Often a couple will come in and talk about a fight they're having. The problem usually is, they are talking about the issue but they're also not talking about the issue. Our fights, I mean our repetitive deeply felt fights, are about more than what's on the surface (unloading the dishwasher, helping with the kids, making plans, cleaning the house, sex, in-laws, etc.). The surface issues are really houses for the core issues. They do matter, otherwise you wouldn't be triggered by them, however just talking about the surface issues will never solve the problem.
The Set Up
Issues like wanting the dishwasher unloaded, wanting sex, wanting connection, wanting family, wanting support, wanting to work less or work more activate primary emotions in us (emotions are like colors: there are primary and secondary). Those emotions have a goal they are driving us towards (Dan Seigel says you can think of emotions like, e-motions because they are designed to put us in motion towards our goals). Most often that goal is found in another person. Those goals are best understood in themes: "To be loved" "To feel like an adult" "To feel free" "To feel important" "To feel alive" "To feel safe" "To feel soothed or back to normal".

**What is asked**
Continue the passage on couples' repeated fights, starting right after its final sentence.

**Provided data**
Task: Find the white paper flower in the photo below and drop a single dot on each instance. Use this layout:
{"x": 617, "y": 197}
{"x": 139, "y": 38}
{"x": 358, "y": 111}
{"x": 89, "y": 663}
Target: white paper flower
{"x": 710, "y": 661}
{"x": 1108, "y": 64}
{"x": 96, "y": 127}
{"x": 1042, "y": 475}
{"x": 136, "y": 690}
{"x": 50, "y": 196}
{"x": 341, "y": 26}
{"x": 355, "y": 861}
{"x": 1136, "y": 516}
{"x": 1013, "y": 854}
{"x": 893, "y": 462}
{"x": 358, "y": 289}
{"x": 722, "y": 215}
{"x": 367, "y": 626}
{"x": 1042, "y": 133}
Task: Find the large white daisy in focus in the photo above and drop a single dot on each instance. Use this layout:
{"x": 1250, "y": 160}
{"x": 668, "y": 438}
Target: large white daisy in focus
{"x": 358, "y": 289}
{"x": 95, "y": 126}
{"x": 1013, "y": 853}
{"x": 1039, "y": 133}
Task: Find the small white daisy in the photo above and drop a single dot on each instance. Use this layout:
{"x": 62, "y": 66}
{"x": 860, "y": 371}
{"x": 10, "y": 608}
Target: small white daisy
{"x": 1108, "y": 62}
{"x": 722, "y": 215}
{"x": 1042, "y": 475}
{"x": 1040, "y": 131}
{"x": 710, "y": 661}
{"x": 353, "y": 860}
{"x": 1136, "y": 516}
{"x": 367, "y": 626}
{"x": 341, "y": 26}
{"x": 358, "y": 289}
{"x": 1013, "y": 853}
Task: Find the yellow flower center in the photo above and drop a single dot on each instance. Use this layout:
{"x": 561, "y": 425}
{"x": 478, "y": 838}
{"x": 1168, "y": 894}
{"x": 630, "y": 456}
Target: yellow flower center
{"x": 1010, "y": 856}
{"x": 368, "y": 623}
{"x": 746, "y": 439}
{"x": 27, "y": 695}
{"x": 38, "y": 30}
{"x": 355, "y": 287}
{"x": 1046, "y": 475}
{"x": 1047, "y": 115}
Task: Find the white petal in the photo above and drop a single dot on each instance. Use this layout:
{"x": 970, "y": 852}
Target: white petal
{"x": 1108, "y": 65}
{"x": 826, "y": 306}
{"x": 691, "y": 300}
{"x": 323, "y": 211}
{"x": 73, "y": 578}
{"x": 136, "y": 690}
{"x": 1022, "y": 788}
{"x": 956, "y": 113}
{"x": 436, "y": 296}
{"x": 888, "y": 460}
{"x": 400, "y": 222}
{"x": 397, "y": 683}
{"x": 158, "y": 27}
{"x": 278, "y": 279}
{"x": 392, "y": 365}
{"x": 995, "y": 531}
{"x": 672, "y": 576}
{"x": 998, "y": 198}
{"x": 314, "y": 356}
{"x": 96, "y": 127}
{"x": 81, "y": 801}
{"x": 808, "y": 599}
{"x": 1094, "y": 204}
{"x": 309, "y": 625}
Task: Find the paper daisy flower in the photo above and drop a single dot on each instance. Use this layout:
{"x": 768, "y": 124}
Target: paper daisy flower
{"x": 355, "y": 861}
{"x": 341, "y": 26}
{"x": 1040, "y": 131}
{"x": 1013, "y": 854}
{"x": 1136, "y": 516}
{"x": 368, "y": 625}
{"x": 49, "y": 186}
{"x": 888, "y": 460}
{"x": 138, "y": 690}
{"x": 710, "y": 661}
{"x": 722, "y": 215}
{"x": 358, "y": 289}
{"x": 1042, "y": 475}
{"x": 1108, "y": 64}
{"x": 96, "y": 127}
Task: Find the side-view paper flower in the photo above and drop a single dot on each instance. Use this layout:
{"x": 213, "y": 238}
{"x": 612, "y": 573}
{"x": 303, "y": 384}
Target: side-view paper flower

**Exercise output**
If those feelings and goals are responded to poorly (unseen/attacked/dismissed/engulfed, etc.) they get connected to a persistent story about ourselves that is written in pain. Usually it's a story that says something like, "I am worthless" or "I am too much" or "I'm weak" or "I'm not good enough" or "I let people down" or "I am a burden" or "nobody wants me". Making it so that when they come up they create a bind: "I want this but I'm not good enough and it's hard not to feel people will see that and once again reject me and I'll be hurt all over again". This feels like a "no-win" situation to our minds. So we try to put away our feelings and their pesky goals. Only, WE CAN'T!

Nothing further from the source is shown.